Stored items from a collection:
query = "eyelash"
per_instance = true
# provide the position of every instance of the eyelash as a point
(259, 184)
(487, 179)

→ What to produce
The records above are to be printed in full, exactly as they appear.

→ Output for this task
query = "eyelash"
per_instance = true
# provide the position of every instance of the eyelash as a point
(259, 184)
(487, 179)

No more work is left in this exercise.